** Work order **
Revise the passage on religious freedom and women's rights, starting with "- Should it" and going on through "that long ago.", so that "promotion" becomes "transfer".

** Supplied text **
So where could this positive religious freedom go in relation to women, a church could if they
- Women could not be Principles of Schools as women can not be superior to men.
- Women may be denied the opportunity to teach high schools classes as boys have moved to men and women can not teach men.
- Should it be found out that a women has had an abortion they could be removed from any role.
- Women could be limited to nursing in hospital as that is the role of a women and not a doctor.
- Women could not be the head of any religious organisation as women can not be superior to men
- Women when they are married need to leave their jobs as their role is to nurture their family.
It is only in the mid 1970’s that my father could not take on a promotion because my mother would not be able to work. That was an unwritten secular rule, but those within faith communities can develop old rules that could once again be used to roll back women’s rights.
The above list might be seen by some as extreme, but they were in existence not that long ago.
The pushback on LGBTIQ people by some communities of faith is the trogon horse some religious leaders are looking for.
I agree with everything you say. One thing especially worries me though: notice that you mentioned that women who’ve had an abortion are likely to be discriminated against. I agree. This is a very likely. What bothers me is that the entire abortion problem is made up. And if they made up one thing they can make up more.
Before the 1970s fundamentalist Christians, along with everybody else, had no problem with abortions. This is because the Bible only mentions abortion once (in Numbers) and that verse recommends abortion.
So how did this crazed intolerance toward abortion come to show itself in religious groups? It was a cynical reaction to the recognition of the civil rights of black people in USA. Fundamentalist religious white supremacist groups couldn’t play the race card anymore (because it was now illegal to do so) so came up with abortion as a way to get their followers into a frenzy. It worked better than they could have imagined. And now we are stuck with Christians who never read their Bibles being led by cynical haters to do things contrary to their own Bibles.

** Entries provided **
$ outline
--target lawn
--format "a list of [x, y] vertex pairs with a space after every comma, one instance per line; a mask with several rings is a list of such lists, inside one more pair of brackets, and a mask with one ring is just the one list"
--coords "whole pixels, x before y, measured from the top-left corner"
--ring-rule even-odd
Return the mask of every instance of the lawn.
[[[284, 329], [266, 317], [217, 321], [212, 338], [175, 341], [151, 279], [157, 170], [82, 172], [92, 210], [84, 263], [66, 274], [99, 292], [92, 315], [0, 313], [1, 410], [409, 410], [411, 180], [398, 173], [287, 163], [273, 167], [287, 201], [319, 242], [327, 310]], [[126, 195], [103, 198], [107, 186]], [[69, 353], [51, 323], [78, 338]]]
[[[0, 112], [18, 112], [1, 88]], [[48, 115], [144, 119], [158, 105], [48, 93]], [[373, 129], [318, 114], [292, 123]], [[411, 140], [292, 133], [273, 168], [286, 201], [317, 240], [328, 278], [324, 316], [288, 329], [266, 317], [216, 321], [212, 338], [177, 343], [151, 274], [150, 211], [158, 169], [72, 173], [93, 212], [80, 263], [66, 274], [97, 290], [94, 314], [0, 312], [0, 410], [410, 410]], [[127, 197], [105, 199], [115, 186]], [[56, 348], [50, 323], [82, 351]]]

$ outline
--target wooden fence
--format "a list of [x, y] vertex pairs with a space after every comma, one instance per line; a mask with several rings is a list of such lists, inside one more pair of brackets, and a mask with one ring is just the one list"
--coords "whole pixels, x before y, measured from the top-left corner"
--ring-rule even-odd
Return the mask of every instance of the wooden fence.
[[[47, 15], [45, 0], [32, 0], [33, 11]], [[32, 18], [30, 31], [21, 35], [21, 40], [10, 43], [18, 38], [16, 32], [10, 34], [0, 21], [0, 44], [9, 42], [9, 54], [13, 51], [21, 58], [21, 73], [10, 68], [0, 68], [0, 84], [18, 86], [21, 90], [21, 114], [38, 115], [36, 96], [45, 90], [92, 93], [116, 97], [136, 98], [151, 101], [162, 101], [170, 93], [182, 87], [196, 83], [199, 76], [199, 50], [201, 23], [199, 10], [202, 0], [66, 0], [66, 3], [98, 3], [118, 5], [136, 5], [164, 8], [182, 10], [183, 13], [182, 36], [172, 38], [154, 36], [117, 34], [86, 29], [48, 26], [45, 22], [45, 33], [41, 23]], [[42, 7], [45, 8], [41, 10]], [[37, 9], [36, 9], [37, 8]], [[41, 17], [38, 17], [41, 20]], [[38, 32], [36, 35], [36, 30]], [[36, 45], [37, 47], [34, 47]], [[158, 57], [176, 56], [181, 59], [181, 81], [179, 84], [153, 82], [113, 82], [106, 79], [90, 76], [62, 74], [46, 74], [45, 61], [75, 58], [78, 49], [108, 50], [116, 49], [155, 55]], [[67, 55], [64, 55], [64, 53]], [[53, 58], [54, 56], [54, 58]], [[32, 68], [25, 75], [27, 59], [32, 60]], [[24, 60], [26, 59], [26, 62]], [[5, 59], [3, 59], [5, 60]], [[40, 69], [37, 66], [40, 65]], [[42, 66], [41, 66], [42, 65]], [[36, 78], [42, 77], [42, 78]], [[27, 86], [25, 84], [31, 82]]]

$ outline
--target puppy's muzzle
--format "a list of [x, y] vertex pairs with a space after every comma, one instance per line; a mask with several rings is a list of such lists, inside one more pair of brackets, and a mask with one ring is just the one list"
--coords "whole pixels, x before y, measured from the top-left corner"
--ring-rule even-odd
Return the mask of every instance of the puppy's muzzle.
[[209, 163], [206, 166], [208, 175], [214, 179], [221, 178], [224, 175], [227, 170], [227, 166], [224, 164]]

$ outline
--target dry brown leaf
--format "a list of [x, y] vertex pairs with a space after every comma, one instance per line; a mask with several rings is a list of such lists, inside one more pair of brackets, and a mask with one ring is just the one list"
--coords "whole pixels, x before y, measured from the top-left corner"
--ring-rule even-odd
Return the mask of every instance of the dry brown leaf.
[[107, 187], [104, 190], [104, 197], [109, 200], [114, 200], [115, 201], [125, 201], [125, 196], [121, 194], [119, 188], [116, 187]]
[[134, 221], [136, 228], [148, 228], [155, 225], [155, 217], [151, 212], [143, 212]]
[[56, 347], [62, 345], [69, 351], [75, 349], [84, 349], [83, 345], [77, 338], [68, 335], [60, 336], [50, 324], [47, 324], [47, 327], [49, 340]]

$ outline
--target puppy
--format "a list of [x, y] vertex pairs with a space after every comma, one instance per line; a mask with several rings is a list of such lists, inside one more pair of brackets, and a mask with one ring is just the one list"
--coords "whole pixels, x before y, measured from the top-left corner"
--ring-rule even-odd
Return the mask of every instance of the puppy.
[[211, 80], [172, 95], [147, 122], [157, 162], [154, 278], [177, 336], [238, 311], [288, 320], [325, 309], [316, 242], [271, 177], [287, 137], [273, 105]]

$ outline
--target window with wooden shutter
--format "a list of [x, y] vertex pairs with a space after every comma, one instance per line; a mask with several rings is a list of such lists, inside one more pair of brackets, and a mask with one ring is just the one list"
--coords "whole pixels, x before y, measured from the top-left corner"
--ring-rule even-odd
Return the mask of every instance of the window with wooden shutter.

** Response to this exercise **
- Should it be found out that a women has had an abortion they could be removed from any role.
- Women could be limited to nursing in hospital as that is the role of a women and not a doctor.
- Women could not be the head of any religious organisation as women can not be superior to men
- Women when they are married need to leave their jobs as their role is to nurture their family.
It is only in the mid 1970’s that my father could not take on a transfer because my mother would not be able to work. That was an unwritten secular rule, but those within faith communities can develop old rules that could once again be used to roll back women’s rights.
The above list might be seen by some as extreme, but they were in existence not that long ago.